**Problem to work on:** Copy each line below exactly.
───── Source data
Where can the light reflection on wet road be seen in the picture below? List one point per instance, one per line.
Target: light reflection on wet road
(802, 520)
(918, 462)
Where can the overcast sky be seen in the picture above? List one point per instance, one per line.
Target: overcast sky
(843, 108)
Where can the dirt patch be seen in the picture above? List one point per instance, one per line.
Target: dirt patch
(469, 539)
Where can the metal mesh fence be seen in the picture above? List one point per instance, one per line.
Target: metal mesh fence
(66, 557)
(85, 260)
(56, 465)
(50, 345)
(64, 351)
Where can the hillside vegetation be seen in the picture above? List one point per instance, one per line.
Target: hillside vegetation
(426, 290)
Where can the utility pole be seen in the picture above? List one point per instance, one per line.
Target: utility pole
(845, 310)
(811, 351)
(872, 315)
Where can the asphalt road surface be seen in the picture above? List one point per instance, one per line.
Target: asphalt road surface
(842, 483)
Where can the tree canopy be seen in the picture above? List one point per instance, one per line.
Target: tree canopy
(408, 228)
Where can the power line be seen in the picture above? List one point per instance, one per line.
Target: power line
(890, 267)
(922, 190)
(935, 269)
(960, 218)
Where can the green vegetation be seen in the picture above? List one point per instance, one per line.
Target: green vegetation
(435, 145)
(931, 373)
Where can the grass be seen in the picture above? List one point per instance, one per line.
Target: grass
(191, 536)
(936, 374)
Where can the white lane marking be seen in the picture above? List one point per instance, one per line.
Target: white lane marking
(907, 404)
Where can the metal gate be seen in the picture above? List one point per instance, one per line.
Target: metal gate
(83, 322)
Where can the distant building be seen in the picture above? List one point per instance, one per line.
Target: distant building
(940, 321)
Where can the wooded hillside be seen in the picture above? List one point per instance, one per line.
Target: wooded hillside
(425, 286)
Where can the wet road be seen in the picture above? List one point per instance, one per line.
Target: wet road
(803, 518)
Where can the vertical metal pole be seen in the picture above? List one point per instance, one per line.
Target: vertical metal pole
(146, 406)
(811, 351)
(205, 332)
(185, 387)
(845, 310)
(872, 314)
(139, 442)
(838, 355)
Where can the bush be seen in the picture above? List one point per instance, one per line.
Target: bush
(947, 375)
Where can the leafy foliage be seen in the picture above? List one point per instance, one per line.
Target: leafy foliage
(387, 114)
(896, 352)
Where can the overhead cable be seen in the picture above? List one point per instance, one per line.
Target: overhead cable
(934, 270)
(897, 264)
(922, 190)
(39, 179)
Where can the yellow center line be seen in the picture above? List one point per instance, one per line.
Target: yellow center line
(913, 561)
──────────
**Response:**
Where can the light reflection on wet road be seen in the picture below? List one point per instance, one per line.
Target: light reflection on wet road
(802, 520)
(918, 462)
Where can the overcast sky be seen in the picture above? List one point per instance, one per line.
Target: overcast sky
(843, 108)
Where can the dirt patch be seen in the picture above? List one point per instance, one per line.
Target: dirt patch
(469, 539)
Where can the metal mesh fence be seen in the picture above? List one point per instance, one per line.
Target: metal mesh fence
(66, 557)
(85, 260)
(56, 465)
(50, 345)
(64, 351)
Where can the hillside vegetation be seen in the picture above? List one point per instance, one per line.
Target: hillside vegetation
(426, 290)
Where can the utility pole be seen in the picture above? List one point per instance, one per line.
Target: utility pole
(845, 310)
(811, 351)
(872, 315)
Where can the asphalt road surface be seen in the picture above? List one point per instance, one per line.
Target: asphalt road surface
(842, 483)
Where can the tree canopy be seen in the picture above? List one point per instance, one per line.
Target: tree canopy
(408, 228)
Where can the power line be seen in the picture above? List one point per instance, one per line.
Target: power line
(890, 267)
(922, 190)
(935, 269)
(960, 218)
Where can the green vegetation be seen in the picture above? List one point per instance, one per line.
Target: green vegetation
(435, 145)
(931, 373)
Where can the grass be seen in the picture above? List one point per instance, one per line.
Target: grass
(191, 536)
(936, 374)
Where can the white lane marking be seen in the picture above? List one point per instance, one per line.
Target: white lane marking
(907, 404)
Where can the metal gate be seen in the picture above? List one point per instance, one per line.
Target: metal gate
(83, 322)
Where can the distant building be seen in the picture above? List one point per instance, one per line.
Target: distant building
(940, 321)
Where can the wooded hillside be seen in the picture above? List one point per instance, one per line.
Target: wooded hillside
(425, 286)
Where can the wet road be seen in the picture above? List one point per instance, one per line.
Target: wet road
(803, 518)
Where can the vertical metal pole be seen in the picture above? List one point per instance, one per line.
Target: vertical metal pole
(146, 406)
(811, 351)
(205, 332)
(185, 387)
(845, 310)
(872, 314)
(139, 442)
(838, 355)
Where can the bush be seen in the picture above? List one point per instance, one per line.
Target: bush
(947, 375)
Where can the leafy foliage be seen in the picture above? List one point per instance, one per line.
Target: leafy foliage
(387, 114)
(896, 352)
Where can the overhead cable be seen in the picture above? List one point per instance, one per line.
Target: overhead cable
(934, 270)
(897, 264)
(922, 190)
(39, 179)
Where can the yellow center line be seen in the picture above? List one point per instance, one per line.
Target: yellow center line
(913, 561)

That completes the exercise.